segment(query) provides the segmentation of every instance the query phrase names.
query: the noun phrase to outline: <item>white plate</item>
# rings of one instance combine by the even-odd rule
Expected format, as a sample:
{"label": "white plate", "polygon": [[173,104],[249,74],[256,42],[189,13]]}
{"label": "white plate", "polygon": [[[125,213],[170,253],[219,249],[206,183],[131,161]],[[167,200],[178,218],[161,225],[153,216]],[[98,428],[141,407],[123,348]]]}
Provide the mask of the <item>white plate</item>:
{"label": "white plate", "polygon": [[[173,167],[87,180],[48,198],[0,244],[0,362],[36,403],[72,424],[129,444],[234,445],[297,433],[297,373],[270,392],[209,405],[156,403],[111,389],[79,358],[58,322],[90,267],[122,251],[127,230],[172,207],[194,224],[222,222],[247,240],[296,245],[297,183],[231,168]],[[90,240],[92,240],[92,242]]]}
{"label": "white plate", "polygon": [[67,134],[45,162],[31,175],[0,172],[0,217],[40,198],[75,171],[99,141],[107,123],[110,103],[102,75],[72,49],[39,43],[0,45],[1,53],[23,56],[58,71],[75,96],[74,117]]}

» Short task: Copy out all the records above, putting "object" wherever "instance" appears and leaving everything else the same.

» Reply:
segment(query) provides the segmentation of every object the query phrase names.
query: the noun phrase to outline: <item>white plate</item>
# rings of one object combine by the even-odd rule
Expected format, as a sample:
{"label": "white plate", "polygon": [[173,104],[249,74],[256,42],[189,13]]}
{"label": "white plate", "polygon": [[[125,213],[170,253],[219,249],[206,183],[131,161]],[[167,200],[178,218],[161,225],[153,216]],[[98,428],[141,407],[123,348]]]}
Provide the mask of the <item>white plate</item>:
{"label": "white plate", "polygon": [[[173,167],[87,180],[48,198],[0,244],[0,362],[36,403],[72,424],[129,444],[234,445],[297,433],[297,373],[270,392],[209,405],[156,403],[111,389],[79,358],[58,322],[90,267],[122,251],[127,230],[172,207],[194,224],[222,222],[247,240],[296,245],[297,183],[231,168]],[[90,240],[92,240],[92,242]]]}
{"label": "white plate", "polygon": [[67,134],[45,162],[31,175],[0,172],[0,217],[40,198],[75,171],[99,141],[107,123],[110,103],[102,75],[72,49],[39,43],[0,45],[1,53],[23,56],[58,71],[75,96],[74,117]]}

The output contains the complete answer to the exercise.